- [WRITTEN REQUEST]: Which lines in the items below contain the word "building"? Copy each of those lines.

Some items
════════════════════

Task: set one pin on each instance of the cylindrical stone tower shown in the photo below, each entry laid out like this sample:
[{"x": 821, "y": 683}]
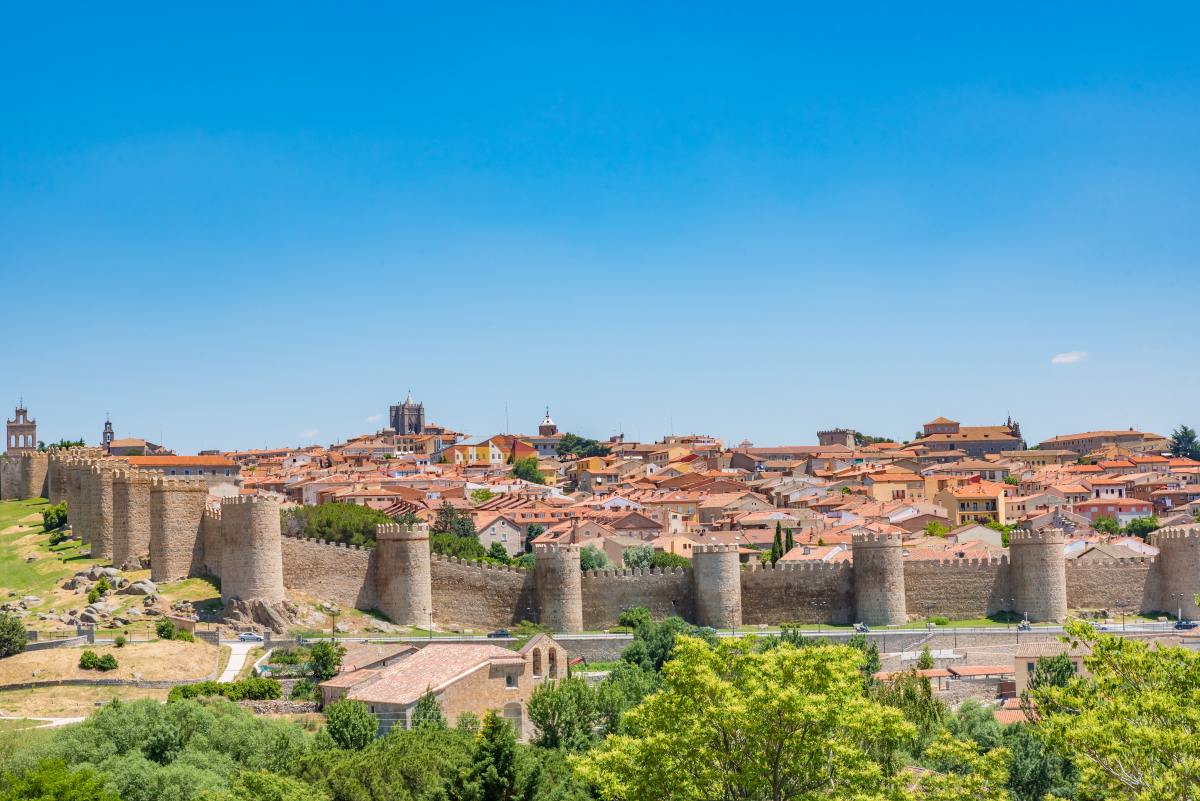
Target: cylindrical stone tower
[
  {"x": 253, "y": 567},
  {"x": 559, "y": 586},
  {"x": 879, "y": 578},
  {"x": 131, "y": 517},
  {"x": 1038, "y": 574},
  {"x": 1179, "y": 565},
  {"x": 177, "y": 511},
  {"x": 717, "y": 579},
  {"x": 101, "y": 485},
  {"x": 403, "y": 578}
]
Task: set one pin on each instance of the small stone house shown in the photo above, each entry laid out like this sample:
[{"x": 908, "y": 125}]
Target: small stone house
[{"x": 463, "y": 676}]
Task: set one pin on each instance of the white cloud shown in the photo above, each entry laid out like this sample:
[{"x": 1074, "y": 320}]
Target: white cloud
[{"x": 1069, "y": 357}]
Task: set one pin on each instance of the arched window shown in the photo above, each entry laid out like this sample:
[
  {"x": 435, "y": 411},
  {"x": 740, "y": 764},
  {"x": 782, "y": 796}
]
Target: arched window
[{"x": 515, "y": 716}]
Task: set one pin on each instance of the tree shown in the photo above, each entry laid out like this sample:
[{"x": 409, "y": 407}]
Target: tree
[
  {"x": 451, "y": 521},
  {"x": 577, "y": 447},
  {"x": 492, "y": 775},
  {"x": 925, "y": 661},
  {"x": 480, "y": 495},
  {"x": 532, "y": 533},
  {"x": 733, "y": 722},
  {"x": 593, "y": 558},
  {"x": 936, "y": 529},
  {"x": 427, "y": 712},
  {"x": 1185, "y": 444},
  {"x": 351, "y": 724},
  {"x": 526, "y": 468},
  {"x": 325, "y": 660},
  {"x": 565, "y": 712},
  {"x": 664, "y": 559},
  {"x": 1129, "y": 727},
  {"x": 639, "y": 556},
  {"x": 653, "y": 642},
  {"x": 1141, "y": 527},
  {"x": 498, "y": 553},
  {"x": 53, "y": 781},
  {"x": 12, "y": 634}
]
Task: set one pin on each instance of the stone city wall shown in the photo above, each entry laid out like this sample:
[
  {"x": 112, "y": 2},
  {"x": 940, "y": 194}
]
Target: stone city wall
[
  {"x": 959, "y": 589},
  {"x": 807, "y": 592},
  {"x": 664, "y": 591}
]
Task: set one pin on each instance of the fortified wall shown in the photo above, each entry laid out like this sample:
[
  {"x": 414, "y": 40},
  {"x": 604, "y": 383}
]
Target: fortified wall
[{"x": 137, "y": 518}]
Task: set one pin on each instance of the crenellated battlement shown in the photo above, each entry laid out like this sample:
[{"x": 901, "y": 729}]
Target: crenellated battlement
[{"x": 868, "y": 538}]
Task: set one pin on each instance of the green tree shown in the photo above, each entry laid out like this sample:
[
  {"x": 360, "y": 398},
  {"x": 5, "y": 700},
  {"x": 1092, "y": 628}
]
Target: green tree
[
  {"x": 427, "y": 712},
  {"x": 925, "y": 661},
  {"x": 325, "y": 660},
  {"x": 936, "y": 529},
  {"x": 1185, "y": 444},
  {"x": 593, "y": 558},
  {"x": 732, "y": 722},
  {"x": 777, "y": 546},
  {"x": 664, "y": 559},
  {"x": 565, "y": 712},
  {"x": 533, "y": 531},
  {"x": 1131, "y": 727},
  {"x": 493, "y": 771},
  {"x": 1141, "y": 527},
  {"x": 526, "y": 468},
  {"x": 52, "y": 780},
  {"x": 577, "y": 447},
  {"x": 480, "y": 495},
  {"x": 639, "y": 556},
  {"x": 351, "y": 724},
  {"x": 498, "y": 553},
  {"x": 12, "y": 634}
]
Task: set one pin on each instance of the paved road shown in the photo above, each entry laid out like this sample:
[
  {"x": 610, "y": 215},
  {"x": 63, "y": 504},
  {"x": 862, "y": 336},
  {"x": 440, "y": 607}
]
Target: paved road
[{"x": 238, "y": 652}]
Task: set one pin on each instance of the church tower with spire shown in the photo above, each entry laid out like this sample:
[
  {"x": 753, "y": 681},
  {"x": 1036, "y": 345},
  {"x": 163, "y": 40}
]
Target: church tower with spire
[{"x": 407, "y": 417}]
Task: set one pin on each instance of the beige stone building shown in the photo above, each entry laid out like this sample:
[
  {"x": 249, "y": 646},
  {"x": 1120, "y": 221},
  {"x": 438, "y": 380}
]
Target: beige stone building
[{"x": 474, "y": 678}]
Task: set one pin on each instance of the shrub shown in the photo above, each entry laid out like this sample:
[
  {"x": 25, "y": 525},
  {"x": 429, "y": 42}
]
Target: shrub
[
  {"x": 12, "y": 634},
  {"x": 165, "y": 628}
]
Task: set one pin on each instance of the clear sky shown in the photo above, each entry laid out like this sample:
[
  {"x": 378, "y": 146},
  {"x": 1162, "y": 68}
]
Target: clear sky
[{"x": 247, "y": 224}]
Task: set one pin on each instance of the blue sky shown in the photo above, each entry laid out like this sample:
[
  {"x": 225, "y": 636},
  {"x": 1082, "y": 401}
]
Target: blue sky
[{"x": 233, "y": 227}]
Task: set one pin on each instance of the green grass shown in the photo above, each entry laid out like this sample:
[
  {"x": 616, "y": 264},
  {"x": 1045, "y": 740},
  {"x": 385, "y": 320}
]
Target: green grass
[{"x": 42, "y": 574}]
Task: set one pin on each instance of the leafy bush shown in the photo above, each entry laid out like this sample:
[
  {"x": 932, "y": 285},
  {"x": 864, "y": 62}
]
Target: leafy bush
[
  {"x": 54, "y": 517},
  {"x": 347, "y": 523},
  {"x": 12, "y": 634}
]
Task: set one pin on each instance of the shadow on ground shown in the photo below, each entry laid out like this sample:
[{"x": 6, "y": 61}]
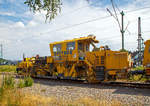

════════════════════

- [RESPONSE]:
Task: set one pin on each instance of the beige stone building shown in the photo above, each entry laid out like this sample:
Target: beige stone building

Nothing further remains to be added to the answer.